- _Task_:
Lines from the one containing "flag in the picture above." through the last line of the material below: print these exactly, and only these.

- _Data extracts_:

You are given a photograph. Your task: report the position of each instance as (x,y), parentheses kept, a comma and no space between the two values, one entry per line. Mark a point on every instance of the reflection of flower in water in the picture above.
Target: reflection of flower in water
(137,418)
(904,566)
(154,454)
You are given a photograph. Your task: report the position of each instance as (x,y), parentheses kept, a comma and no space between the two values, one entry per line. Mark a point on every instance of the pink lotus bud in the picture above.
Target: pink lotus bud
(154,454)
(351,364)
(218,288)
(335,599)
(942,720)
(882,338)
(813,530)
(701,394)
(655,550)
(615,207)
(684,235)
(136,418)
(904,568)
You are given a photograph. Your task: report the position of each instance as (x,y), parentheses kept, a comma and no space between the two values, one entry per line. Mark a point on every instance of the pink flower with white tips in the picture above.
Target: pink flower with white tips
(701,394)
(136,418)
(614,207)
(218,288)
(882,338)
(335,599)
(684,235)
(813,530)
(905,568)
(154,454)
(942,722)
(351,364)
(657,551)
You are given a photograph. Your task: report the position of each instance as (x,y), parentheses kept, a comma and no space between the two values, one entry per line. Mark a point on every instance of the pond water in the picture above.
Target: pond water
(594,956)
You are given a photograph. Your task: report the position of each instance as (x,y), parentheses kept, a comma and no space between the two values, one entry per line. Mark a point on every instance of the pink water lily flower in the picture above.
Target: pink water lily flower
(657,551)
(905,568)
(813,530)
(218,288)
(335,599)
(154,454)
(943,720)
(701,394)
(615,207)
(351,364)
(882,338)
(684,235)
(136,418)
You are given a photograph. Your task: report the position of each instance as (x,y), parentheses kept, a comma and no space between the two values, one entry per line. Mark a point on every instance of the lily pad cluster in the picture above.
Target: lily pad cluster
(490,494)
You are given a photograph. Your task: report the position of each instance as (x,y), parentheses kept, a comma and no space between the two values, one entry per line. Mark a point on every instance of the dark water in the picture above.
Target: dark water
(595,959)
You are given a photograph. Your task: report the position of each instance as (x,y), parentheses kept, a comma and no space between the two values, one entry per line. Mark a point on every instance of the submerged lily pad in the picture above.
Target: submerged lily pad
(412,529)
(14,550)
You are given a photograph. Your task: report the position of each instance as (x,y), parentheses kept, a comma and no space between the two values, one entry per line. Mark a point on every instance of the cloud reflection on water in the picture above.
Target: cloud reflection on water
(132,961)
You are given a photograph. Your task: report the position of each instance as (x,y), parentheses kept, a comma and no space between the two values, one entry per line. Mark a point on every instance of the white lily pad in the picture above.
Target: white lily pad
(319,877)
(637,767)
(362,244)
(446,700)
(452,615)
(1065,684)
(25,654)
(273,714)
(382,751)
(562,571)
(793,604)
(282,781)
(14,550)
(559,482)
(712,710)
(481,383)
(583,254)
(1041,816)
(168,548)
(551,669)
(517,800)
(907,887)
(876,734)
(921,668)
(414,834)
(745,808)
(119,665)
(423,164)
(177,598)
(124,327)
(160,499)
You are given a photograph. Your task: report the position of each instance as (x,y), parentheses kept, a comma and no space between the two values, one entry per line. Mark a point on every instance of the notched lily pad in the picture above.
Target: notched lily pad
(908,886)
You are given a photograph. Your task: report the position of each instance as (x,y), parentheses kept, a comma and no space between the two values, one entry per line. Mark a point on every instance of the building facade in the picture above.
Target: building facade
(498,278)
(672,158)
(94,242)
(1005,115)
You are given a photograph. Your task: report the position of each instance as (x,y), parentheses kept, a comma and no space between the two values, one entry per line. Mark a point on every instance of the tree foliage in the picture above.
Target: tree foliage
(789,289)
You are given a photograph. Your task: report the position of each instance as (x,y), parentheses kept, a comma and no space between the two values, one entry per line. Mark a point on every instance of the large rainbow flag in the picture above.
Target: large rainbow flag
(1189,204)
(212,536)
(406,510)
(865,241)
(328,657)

- _Answer to the problem_:
You are given a photograph. Your task: report the position of each instance as (x,y), parentheses kept, a comma and no space between the two values, one entry per line. Mark a point on every instance of the large rainbow flag in the picture above.
Target: large rainbow flag
(1189,204)
(212,536)
(406,510)
(865,241)
(328,657)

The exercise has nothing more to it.